* EXERCISE GOAL *
Count how many lines in the data below contain the string "ground". Reply with the number alone.

Pointing dataset records

━━━

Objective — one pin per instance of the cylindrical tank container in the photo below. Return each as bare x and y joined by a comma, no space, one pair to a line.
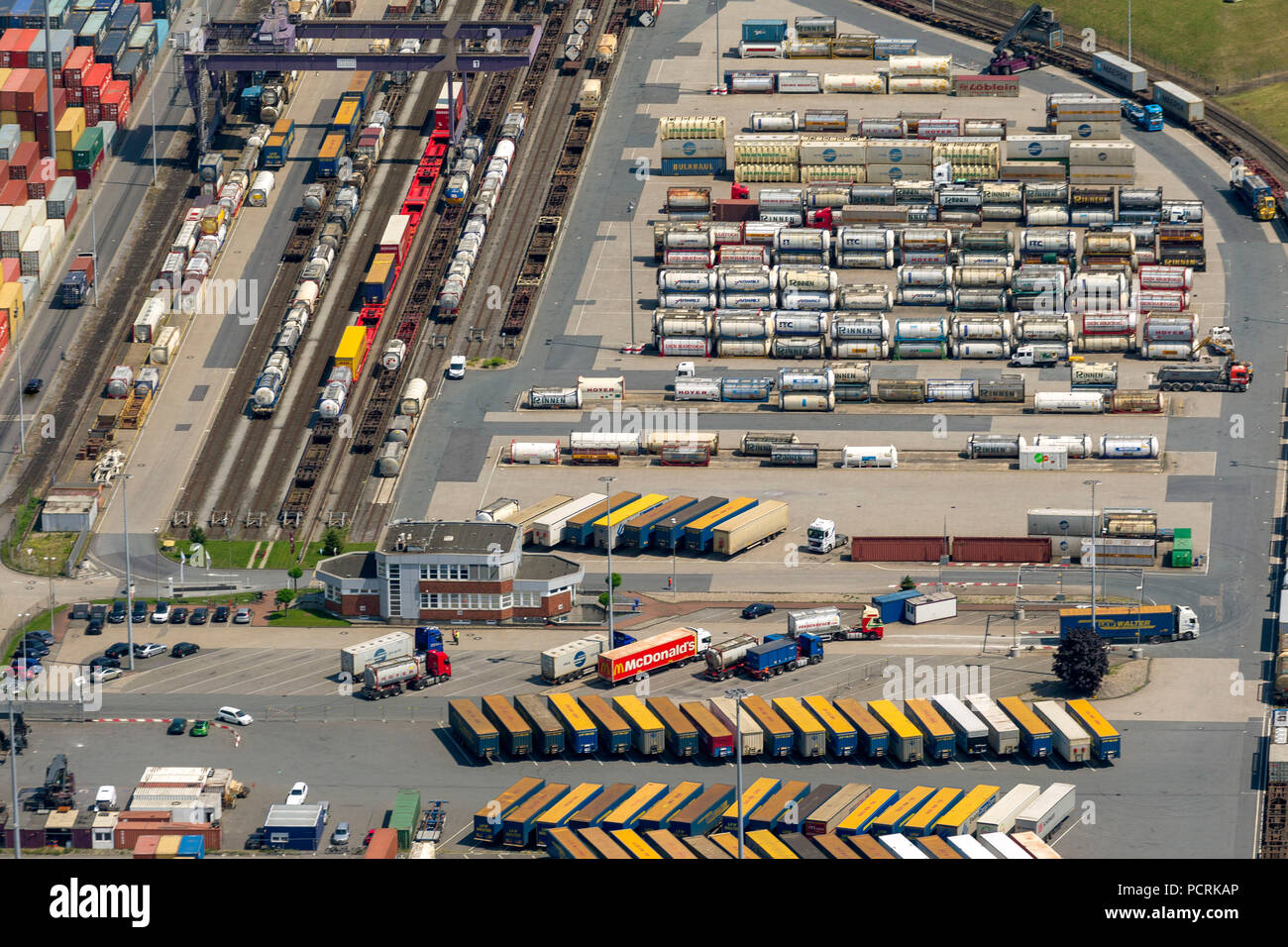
742,348
688,279
993,446
696,389
1069,402
855,457
1170,328
871,82
921,329
982,300
1168,351
919,350
751,326
1078,446
794,322
951,389
745,389
805,379
864,298
799,347
554,397
774,121
1128,446
807,299
692,347
806,401
533,451
922,295
982,350
1162,300
1035,243
938,277
1166,277
864,261
918,84
861,350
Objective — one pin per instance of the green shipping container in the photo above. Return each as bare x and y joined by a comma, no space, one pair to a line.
406,815
86,150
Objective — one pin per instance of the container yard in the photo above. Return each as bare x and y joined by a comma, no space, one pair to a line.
412,331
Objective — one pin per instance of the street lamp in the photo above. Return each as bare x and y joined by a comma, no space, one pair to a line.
1095,530
735,694
612,637
129,581
630,268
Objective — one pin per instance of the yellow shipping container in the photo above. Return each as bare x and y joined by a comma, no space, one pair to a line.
351,348
71,127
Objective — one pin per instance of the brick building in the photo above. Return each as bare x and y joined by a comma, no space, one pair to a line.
443,571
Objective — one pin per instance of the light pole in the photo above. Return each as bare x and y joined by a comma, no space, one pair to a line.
735,694
608,489
129,581
630,268
1095,534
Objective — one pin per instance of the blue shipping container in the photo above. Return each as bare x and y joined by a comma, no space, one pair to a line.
683,167
892,604
764,30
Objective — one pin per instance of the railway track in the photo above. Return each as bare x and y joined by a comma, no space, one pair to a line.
1223,131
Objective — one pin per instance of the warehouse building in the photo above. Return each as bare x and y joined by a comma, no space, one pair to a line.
450,571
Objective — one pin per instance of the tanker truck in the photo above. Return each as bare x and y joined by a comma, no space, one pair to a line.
389,678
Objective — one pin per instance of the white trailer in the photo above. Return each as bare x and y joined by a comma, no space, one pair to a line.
548,528
971,732
1004,847
902,847
1000,817
752,737
1067,737
356,657
823,622
1004,736
1047,810
934,607
572,660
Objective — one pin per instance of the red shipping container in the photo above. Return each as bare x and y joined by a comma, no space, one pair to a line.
22,162
1012,549
76,65
13,195
898,548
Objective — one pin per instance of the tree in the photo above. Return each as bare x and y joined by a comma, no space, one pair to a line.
333,541
1082,661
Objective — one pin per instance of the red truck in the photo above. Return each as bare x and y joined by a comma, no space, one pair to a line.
675,647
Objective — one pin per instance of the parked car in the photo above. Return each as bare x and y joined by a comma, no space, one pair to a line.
235,715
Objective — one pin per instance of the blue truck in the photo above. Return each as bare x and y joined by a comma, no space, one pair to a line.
1145,118
784,654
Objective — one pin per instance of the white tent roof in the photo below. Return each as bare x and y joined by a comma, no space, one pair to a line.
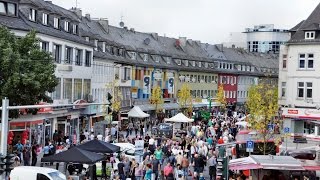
137,113
179,118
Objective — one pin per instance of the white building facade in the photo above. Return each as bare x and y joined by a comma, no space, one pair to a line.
299,79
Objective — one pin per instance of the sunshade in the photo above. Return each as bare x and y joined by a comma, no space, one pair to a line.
74,155
99,146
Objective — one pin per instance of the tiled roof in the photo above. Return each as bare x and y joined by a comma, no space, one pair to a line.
311,24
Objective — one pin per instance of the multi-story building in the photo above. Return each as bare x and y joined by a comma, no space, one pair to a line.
262,38
265,38
58,32
90,54
299,77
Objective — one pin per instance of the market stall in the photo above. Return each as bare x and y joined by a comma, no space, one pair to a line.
180,122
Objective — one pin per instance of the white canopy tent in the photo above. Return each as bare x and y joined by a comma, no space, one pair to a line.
179,118
136,112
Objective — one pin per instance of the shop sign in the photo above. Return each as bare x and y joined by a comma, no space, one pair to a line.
134,92
171,85
78,104
146,85
301,113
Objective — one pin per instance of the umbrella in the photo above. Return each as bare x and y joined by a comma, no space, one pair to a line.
75,155
99,147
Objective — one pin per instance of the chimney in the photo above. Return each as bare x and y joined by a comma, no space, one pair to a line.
104,23
87,16
77,11
183,41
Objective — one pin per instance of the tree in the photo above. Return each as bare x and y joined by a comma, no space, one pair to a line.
185,99
116,98
26,72
220,98
156,98
262,104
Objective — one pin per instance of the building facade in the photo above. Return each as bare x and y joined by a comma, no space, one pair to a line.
299,78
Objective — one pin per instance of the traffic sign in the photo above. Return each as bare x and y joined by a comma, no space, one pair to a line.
250,146
286,130
270,127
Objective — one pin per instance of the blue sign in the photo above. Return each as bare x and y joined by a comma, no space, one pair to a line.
250,144
286,130
270,127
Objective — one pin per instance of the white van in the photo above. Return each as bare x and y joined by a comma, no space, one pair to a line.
36,173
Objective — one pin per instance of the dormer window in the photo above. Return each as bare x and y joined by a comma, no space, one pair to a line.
133,55
157,58
178,61
56,23
186,62
32,15
310,35
145,57
45,18
8,8
75,29
168,59
66,26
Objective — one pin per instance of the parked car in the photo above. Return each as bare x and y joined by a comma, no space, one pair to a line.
37,173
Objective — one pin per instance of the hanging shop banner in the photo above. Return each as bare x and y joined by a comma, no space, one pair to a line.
171,85
146,85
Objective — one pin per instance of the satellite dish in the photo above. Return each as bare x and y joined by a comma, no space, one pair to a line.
147,41
121,24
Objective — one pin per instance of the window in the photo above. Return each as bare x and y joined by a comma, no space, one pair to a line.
310,61
45,18
157,58
168,60
302,61
284,61
32,15
68,55
56,23
78,57
77,89
57,53
3,9
44,46
67,89
88,59
145,57
309,90
300,89
283,89
66,26
11,9
310,35
133,55
75,29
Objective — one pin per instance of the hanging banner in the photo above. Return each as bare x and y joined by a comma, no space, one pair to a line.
171,85
146,85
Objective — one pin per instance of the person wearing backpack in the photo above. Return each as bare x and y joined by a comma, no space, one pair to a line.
212,163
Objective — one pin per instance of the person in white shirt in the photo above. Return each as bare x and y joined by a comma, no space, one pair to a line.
100,137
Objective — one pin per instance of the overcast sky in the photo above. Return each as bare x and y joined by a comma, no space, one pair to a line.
206,20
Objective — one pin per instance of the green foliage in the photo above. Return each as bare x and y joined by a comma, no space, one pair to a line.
262,104
26,72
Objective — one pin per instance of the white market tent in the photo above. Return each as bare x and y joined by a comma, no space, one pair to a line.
136,112
179,118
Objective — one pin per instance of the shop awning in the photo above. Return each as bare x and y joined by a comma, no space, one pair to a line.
266,162
179,118
136,112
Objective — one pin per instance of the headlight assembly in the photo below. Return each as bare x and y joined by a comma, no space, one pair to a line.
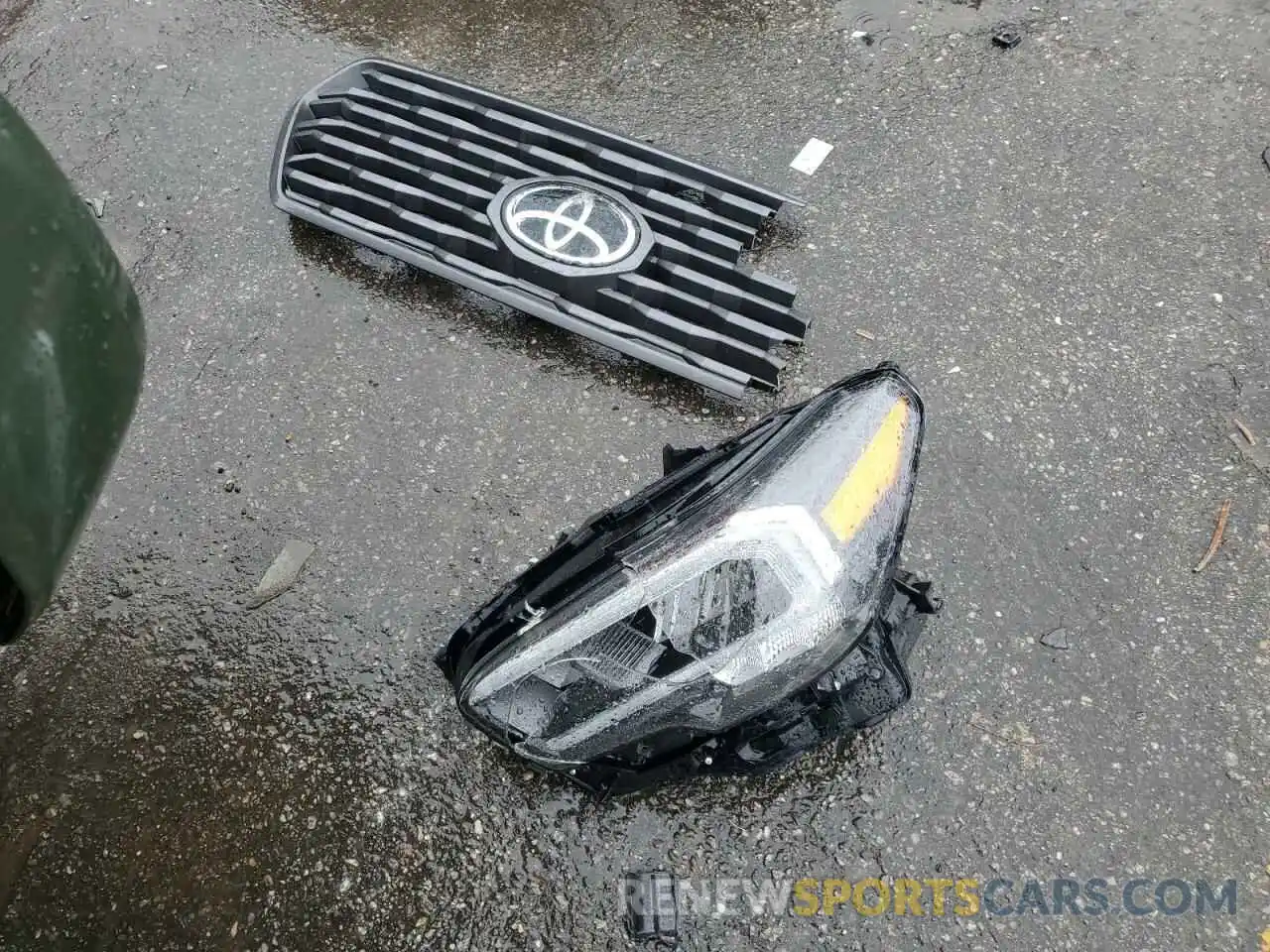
738,611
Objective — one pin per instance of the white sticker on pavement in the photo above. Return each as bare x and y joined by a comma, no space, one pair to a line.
812,155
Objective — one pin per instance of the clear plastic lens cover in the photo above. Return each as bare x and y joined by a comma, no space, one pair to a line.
742,602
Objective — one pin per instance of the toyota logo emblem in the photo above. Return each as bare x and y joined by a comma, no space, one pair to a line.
571,223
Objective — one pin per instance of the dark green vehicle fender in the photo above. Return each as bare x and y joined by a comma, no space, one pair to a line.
71,358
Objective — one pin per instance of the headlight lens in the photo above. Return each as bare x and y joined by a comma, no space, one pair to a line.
746,597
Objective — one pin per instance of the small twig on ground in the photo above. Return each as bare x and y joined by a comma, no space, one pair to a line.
1216,537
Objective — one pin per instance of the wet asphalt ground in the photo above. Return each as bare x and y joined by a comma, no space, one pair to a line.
1067,245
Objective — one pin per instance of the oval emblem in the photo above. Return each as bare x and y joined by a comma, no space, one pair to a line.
571,223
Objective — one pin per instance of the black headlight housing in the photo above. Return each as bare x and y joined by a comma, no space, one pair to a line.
739,611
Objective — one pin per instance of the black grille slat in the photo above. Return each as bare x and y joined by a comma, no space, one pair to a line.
706,343
765,286
572,155
725,295
497,163
380,153
572,127
553,163
385,212
705,312
405,197
416,166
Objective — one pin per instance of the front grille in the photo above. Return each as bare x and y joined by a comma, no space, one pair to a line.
409,163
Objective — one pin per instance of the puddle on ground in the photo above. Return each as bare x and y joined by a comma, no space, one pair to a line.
538,35
10,14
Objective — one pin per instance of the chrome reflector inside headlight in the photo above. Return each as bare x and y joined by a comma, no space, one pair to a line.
730,585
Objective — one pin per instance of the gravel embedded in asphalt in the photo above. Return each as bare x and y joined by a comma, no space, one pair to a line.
1065,244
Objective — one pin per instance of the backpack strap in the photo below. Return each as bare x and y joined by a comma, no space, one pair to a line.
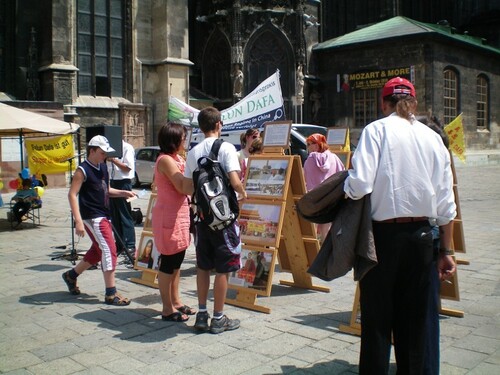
214,151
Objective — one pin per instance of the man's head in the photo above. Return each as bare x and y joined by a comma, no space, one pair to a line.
99,146
398,95
209,119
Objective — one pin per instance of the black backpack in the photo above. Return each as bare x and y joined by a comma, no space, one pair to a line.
214,197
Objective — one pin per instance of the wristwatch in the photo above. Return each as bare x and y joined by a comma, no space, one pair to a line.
445,251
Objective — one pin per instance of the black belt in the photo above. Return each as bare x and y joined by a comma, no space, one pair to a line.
404,220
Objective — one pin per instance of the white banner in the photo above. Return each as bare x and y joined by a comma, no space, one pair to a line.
263,104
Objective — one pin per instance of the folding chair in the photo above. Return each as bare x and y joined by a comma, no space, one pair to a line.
32,215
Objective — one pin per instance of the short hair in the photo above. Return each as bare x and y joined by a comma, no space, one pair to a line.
249,132
170,137
208,119
318,139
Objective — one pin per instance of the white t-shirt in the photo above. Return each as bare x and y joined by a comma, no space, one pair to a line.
128,158
228,156
406,168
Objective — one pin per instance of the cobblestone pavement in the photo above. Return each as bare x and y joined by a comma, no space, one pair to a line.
44,330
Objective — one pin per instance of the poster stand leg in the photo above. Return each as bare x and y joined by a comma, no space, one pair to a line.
354,327
247,299
148,278
307,285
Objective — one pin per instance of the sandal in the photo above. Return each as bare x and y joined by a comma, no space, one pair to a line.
71,283
185,309
175,317
116,300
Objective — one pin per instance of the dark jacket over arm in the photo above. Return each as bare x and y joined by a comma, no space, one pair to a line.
350,243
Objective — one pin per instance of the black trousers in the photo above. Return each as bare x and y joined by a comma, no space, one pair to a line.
394,298
121,215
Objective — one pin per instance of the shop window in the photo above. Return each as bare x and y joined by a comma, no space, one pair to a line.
450,95
100,47
365,107
482,102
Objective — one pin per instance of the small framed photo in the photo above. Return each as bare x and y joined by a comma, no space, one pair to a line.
256,272
260,222
336,136
148,222
187,141
147,254
267,176
345,158
277,134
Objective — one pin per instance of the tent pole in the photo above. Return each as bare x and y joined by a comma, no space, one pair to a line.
21,148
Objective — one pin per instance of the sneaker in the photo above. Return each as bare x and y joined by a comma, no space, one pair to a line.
224,324
201,323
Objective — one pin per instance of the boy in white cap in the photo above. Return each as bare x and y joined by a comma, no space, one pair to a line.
89,201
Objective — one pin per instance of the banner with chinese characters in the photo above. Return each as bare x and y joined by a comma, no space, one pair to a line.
455,132
50,155
263,104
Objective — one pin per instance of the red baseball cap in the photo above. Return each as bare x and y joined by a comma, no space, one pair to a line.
398,85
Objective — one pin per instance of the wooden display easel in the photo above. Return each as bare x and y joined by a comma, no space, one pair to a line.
148,277
298,245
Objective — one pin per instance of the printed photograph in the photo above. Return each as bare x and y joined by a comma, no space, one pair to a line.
266,176
147,253
260,223
256,272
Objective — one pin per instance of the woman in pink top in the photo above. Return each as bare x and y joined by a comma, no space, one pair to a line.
170,217
319,165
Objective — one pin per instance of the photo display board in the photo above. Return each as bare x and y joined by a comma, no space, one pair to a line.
260,222
256,272
267,176
277,134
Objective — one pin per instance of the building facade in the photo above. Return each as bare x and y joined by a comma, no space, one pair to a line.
111,62
452,73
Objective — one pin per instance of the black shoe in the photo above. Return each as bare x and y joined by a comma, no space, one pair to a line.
201,323
71,284
224,324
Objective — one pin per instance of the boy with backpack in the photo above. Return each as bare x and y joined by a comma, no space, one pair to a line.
217,241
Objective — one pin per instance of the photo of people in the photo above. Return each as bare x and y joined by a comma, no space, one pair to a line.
266,177
256,271
147,256
259,223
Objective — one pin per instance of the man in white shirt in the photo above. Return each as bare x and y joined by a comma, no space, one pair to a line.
122,172
406,168
215,249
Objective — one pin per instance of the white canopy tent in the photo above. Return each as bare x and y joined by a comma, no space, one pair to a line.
15,122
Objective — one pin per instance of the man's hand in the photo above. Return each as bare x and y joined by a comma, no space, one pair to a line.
446,267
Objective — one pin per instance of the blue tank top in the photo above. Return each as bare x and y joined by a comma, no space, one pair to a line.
93,197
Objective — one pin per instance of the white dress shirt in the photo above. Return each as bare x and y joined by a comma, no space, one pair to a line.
406,168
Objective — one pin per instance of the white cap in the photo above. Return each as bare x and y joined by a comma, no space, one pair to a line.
101,142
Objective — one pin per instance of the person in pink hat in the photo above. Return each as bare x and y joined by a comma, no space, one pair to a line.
319,165
406,169
89,201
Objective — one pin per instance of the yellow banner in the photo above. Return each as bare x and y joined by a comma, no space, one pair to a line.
50,155
455,132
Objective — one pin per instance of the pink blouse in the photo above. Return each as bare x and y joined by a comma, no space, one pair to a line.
319,166
170,215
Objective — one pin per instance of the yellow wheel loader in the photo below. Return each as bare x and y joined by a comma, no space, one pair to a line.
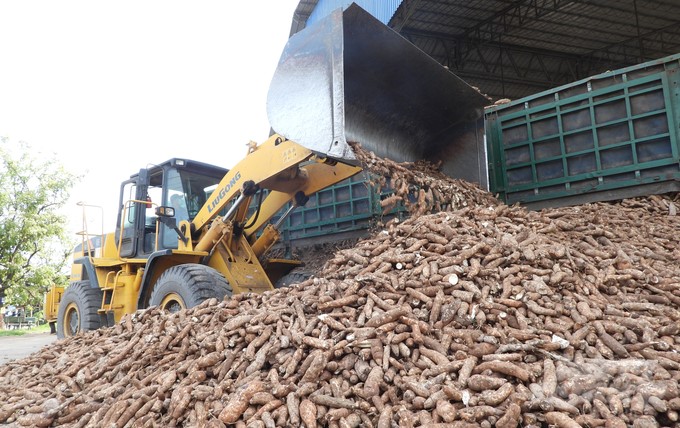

━━━

* FINAL ANSWER *
3